> _ESERCIZIO ASSEGNATO_:
Partendo dalla riga che contiene "of the overhanging" e arrivando alla fine dei record, riscrivi queste righe sostituendo "routine" con "function". Tutto il resto deve restare invariato.

(Dati raccolti)
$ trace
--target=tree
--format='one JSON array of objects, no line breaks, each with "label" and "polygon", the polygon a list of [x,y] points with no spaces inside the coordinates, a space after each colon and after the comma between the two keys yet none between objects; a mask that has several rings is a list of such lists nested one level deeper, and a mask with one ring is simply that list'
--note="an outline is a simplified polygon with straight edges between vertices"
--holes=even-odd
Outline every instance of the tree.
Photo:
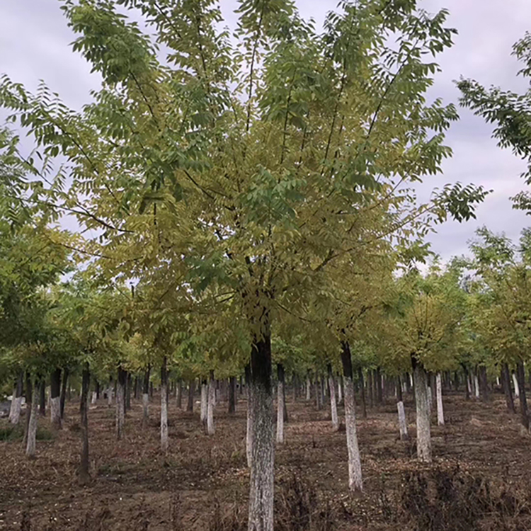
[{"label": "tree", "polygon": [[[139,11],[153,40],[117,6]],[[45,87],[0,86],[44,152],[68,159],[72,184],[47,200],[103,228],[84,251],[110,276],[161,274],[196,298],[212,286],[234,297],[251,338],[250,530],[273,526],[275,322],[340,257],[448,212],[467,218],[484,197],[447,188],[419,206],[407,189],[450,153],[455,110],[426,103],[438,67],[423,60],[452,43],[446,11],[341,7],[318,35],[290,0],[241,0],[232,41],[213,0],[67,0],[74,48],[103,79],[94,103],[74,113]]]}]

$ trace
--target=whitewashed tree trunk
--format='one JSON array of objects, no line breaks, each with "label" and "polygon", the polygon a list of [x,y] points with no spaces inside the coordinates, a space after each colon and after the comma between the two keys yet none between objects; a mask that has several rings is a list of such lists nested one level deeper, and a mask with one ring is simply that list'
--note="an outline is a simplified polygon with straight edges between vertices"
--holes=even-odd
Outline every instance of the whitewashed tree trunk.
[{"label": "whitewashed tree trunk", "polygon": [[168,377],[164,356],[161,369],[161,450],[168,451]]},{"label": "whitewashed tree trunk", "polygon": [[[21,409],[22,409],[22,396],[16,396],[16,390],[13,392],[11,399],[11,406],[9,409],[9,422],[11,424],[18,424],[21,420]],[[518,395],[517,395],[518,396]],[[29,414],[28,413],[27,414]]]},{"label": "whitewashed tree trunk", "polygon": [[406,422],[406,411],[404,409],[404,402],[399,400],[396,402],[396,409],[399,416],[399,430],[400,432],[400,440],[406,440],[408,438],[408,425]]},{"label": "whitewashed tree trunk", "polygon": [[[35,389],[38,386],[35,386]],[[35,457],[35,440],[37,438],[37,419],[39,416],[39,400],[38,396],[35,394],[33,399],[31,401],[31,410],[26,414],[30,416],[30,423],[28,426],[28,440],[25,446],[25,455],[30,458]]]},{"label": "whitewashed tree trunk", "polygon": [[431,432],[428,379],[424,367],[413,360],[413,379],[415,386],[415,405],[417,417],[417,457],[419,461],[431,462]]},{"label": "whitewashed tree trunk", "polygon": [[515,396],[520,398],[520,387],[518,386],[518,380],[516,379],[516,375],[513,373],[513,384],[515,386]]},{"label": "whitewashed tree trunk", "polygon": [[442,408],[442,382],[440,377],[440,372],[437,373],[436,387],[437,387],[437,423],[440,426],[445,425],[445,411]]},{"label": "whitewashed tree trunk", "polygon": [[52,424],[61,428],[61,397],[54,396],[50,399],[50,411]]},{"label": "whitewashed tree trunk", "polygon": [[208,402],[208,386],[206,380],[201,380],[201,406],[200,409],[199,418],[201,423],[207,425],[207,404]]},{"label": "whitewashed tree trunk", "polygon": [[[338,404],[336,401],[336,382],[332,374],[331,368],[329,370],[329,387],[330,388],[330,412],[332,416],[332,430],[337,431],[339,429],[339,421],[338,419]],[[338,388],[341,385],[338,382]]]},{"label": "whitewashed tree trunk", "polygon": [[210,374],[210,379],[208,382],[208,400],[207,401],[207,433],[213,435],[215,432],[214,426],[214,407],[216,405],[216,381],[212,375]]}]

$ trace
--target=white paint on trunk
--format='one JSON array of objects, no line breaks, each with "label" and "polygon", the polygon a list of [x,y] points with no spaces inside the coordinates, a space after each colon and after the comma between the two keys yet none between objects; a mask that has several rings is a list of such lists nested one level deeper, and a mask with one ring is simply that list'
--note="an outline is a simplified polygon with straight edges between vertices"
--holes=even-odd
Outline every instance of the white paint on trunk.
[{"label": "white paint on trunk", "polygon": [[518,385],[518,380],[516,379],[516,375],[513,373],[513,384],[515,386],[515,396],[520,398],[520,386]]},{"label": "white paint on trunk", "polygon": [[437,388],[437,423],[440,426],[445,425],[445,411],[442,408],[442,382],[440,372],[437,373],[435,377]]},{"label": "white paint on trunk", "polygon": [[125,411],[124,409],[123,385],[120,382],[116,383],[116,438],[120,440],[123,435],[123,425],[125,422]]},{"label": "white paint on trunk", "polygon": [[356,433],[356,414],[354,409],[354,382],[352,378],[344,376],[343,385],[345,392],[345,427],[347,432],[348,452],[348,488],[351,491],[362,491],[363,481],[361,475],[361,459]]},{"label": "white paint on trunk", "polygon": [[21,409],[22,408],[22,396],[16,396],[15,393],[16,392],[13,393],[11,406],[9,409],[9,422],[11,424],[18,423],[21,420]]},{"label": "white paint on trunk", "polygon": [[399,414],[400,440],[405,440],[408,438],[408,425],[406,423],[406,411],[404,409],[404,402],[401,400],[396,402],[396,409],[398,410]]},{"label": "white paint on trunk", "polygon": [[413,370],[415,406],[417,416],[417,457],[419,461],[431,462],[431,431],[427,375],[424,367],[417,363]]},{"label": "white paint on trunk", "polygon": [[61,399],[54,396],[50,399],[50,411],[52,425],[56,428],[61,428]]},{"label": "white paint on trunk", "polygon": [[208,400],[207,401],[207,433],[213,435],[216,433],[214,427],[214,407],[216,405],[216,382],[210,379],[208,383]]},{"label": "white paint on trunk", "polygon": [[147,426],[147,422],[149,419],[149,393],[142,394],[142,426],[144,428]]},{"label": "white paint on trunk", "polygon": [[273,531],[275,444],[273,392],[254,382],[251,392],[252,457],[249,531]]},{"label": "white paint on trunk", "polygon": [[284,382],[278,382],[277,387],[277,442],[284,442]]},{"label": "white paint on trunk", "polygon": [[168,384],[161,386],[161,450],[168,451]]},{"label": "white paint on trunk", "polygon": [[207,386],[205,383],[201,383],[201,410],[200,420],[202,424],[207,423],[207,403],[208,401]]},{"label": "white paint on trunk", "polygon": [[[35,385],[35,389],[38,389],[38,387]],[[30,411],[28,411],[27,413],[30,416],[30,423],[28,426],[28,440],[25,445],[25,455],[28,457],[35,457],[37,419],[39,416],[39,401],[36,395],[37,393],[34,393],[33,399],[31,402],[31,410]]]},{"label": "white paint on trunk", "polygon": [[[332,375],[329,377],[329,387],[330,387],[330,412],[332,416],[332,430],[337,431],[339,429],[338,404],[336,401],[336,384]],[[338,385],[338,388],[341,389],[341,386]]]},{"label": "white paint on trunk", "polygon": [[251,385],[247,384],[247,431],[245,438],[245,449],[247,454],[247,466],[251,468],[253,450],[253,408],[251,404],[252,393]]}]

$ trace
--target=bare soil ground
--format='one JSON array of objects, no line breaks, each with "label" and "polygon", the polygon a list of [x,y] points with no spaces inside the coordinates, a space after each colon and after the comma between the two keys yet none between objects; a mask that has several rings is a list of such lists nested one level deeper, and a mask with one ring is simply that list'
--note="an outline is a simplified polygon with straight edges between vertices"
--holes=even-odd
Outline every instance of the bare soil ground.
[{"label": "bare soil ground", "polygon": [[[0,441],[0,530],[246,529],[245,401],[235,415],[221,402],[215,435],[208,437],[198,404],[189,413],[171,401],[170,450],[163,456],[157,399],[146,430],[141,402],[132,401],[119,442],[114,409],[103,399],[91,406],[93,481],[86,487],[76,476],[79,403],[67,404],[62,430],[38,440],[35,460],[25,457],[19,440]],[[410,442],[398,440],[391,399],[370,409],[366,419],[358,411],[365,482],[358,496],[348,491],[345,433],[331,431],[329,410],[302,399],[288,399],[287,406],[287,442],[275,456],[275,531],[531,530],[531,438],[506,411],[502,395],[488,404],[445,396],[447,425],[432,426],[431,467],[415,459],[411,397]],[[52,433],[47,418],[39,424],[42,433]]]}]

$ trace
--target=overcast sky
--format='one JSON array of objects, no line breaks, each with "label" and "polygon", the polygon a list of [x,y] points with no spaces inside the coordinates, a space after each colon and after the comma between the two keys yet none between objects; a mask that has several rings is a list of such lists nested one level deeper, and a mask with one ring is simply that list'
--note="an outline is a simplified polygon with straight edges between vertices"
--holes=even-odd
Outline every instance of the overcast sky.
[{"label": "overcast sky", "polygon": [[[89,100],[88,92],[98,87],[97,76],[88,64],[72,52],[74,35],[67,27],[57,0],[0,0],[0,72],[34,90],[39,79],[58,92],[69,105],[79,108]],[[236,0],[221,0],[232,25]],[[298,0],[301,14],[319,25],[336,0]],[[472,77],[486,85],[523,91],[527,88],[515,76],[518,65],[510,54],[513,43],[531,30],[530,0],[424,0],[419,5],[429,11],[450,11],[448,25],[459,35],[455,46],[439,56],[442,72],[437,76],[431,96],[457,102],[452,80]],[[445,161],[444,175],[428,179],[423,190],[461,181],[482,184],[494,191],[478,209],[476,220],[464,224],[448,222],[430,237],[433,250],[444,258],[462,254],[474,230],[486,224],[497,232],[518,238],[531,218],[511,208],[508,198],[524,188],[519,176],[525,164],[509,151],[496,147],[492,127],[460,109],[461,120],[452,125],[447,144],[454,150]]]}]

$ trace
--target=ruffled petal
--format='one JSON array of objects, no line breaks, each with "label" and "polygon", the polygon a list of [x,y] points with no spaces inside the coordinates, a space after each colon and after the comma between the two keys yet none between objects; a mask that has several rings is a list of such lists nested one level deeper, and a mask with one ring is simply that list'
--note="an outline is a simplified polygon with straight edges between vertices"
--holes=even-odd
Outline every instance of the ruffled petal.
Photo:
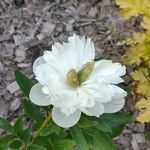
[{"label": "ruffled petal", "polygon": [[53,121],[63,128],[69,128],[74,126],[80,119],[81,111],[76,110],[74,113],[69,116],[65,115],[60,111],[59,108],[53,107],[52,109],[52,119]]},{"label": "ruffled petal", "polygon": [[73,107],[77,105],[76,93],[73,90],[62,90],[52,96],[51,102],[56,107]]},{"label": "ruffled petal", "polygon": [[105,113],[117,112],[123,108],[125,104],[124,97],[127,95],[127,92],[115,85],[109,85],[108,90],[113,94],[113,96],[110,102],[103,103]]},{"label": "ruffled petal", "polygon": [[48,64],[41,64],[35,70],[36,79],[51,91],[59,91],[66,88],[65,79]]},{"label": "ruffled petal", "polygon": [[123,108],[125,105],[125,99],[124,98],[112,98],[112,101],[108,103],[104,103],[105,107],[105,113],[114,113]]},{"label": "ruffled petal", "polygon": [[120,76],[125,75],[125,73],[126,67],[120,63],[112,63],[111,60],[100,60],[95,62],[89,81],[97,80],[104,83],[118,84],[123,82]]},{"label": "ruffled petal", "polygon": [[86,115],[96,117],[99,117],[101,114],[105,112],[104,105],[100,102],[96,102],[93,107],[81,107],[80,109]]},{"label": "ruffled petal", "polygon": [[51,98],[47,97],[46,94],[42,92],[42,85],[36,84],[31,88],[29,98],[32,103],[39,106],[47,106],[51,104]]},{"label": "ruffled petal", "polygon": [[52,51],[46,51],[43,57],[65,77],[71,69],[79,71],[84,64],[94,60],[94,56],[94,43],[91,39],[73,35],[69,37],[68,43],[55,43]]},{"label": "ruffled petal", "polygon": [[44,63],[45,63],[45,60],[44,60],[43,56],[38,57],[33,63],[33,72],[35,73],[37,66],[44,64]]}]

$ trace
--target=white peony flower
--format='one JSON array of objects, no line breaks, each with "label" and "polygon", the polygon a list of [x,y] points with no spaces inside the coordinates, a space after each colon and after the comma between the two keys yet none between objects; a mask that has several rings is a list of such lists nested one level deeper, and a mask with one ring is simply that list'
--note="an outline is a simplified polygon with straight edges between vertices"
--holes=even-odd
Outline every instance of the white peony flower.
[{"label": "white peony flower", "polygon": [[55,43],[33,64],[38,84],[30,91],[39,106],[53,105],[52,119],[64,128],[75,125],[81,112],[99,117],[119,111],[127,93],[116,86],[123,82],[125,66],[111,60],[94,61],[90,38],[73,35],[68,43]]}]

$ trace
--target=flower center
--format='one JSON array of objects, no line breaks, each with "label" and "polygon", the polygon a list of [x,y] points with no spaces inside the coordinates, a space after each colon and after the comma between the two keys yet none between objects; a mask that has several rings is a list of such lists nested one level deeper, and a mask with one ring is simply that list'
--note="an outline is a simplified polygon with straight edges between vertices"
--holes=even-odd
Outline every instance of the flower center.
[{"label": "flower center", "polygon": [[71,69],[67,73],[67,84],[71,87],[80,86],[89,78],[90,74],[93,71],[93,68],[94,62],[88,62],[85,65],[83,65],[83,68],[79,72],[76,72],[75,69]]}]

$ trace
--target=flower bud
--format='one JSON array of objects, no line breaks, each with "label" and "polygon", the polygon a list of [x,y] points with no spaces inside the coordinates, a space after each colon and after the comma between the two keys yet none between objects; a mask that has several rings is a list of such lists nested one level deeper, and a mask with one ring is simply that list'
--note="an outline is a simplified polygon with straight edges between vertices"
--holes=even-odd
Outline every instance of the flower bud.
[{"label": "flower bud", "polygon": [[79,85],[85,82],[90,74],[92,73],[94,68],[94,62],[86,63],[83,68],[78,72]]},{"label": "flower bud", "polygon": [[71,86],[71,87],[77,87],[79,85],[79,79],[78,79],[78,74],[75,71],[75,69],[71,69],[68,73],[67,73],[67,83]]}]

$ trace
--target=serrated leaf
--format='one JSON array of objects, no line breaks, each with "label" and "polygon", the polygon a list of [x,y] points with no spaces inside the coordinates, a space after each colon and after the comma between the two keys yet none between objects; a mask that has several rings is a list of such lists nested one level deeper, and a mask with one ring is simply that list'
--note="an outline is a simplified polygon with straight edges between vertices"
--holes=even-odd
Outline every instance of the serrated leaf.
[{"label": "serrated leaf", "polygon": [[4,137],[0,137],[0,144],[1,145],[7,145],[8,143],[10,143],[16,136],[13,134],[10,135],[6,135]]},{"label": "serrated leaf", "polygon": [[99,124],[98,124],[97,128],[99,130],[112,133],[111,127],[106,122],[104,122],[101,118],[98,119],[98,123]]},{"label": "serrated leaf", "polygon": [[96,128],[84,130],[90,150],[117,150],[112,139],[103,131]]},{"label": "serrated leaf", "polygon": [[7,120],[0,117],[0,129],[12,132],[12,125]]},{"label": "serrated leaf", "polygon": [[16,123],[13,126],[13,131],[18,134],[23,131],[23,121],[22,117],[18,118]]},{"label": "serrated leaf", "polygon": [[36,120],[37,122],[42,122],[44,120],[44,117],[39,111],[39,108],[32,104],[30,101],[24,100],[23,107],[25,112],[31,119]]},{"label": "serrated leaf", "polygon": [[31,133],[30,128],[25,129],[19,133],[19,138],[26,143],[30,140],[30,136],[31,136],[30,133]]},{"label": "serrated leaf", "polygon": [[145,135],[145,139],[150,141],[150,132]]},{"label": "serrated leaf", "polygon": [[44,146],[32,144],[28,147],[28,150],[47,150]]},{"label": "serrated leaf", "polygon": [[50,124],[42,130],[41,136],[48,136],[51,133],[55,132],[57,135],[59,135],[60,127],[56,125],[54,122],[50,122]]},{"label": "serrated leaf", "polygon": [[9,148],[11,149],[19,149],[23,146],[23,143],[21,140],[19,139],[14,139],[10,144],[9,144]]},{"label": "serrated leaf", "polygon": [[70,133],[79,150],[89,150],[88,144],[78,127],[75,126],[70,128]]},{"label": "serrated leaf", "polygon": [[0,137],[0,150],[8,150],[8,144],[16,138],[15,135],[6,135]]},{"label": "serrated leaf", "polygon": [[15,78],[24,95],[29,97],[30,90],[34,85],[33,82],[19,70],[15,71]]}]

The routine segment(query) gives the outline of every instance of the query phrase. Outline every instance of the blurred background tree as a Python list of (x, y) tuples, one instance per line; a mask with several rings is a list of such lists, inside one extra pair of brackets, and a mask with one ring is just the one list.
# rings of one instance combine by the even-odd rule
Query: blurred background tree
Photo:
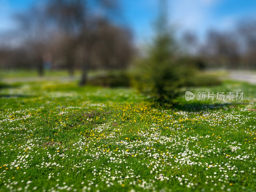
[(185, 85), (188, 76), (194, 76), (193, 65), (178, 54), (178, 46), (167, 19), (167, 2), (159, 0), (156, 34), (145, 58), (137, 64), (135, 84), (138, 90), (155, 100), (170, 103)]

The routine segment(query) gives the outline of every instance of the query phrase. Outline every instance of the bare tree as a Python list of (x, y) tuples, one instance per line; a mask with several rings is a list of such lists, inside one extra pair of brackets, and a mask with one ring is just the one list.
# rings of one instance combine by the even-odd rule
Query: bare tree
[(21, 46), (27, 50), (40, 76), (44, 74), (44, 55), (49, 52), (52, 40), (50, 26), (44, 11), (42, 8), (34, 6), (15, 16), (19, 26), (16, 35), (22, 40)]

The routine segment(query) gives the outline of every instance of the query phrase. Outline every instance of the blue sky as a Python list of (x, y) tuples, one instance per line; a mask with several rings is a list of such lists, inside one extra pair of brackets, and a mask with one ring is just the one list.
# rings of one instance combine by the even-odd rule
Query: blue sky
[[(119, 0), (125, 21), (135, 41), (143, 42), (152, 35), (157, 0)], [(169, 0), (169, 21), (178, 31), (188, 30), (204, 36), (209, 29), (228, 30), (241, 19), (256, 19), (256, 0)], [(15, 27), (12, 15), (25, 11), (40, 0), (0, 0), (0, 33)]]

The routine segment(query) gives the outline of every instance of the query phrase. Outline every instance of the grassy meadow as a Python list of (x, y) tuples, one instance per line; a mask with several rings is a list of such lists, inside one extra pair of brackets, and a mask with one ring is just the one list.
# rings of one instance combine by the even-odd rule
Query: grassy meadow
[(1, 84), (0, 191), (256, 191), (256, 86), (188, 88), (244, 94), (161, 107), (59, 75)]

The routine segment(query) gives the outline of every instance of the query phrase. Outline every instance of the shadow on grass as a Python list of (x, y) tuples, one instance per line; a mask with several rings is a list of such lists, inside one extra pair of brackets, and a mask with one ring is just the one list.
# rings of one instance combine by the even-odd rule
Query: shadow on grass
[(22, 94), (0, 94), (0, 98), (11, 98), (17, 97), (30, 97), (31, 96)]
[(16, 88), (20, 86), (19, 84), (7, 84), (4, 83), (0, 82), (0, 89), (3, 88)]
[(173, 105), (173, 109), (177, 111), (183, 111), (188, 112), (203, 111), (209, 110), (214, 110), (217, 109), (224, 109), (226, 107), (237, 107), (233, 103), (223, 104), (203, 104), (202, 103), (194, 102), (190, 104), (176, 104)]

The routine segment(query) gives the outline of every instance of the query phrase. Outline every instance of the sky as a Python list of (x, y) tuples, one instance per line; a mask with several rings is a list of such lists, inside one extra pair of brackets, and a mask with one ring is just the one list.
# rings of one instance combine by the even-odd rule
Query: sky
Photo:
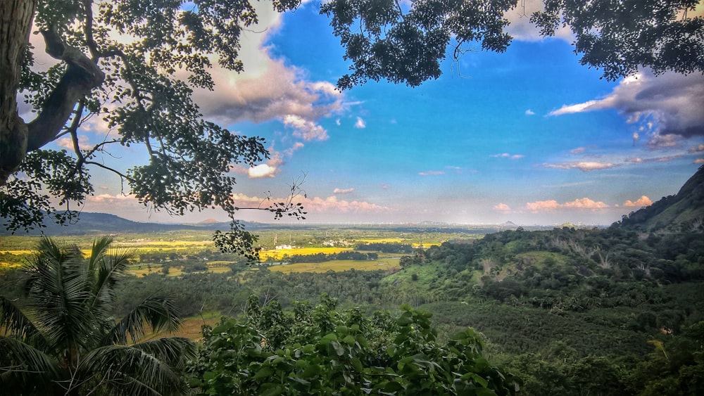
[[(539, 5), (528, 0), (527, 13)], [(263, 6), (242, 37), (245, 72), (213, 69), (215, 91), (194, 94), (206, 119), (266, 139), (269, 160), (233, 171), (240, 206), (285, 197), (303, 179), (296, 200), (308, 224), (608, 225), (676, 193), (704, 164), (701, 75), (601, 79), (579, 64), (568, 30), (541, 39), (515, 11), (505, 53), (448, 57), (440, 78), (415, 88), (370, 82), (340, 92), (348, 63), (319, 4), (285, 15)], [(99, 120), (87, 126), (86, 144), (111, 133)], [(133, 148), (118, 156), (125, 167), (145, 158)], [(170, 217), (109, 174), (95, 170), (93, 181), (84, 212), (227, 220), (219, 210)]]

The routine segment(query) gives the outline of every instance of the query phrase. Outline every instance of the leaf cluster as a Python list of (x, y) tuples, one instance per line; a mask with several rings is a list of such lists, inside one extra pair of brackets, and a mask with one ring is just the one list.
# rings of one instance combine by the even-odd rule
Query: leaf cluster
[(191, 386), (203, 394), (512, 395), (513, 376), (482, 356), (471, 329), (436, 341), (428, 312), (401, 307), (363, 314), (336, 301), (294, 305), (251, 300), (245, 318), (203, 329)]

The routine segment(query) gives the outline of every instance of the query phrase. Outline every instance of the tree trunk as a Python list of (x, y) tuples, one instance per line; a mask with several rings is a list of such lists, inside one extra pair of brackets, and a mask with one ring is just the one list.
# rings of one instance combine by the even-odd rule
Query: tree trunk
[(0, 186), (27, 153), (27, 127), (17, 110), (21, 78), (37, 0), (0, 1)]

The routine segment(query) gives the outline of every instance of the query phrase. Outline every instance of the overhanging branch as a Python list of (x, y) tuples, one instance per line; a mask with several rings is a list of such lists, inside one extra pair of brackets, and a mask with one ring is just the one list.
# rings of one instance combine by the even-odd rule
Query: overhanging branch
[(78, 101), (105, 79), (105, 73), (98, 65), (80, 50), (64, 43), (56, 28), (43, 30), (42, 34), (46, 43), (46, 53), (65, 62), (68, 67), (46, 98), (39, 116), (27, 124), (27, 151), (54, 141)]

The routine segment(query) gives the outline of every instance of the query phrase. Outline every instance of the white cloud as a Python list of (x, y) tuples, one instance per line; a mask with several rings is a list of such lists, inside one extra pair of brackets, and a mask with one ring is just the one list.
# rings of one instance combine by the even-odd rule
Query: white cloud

> _RISULTATO DEL COMPITO_:
The function segment(query) gives the outline of every instance of the query phrase. Outline every instance of the overhanging branch as a Python list of (x, y) tuples, one instance per line; a mask with several rings is a list of such lists, inside one extra pair of brackets, and a mask with one ring is just the one list.
# rings of one instance combine by the even-odd rule
Query: overhanging branch
[(78, 101), (105, 79), (105, 73), (98, 65), (80, 50), (64, 43), (56, 28), (43, 30), (42, 34), (46, 43), (46, 53), (65, 62), (68, 67), (46, 98), (39, 116), (27, 124), (27, 151), (54, 141)]

The function segment(query) gives the outline of every instance of the query phrase. Outline every instance of the white cloud as a Python list of (x, y) tuples, one instance per line; a mask with several rings is a list of such lists, inside one extra pair of brackets, and a mask with one ring is just the one list.
# rings of one instance combine by the even-odd rule
Query: white cloud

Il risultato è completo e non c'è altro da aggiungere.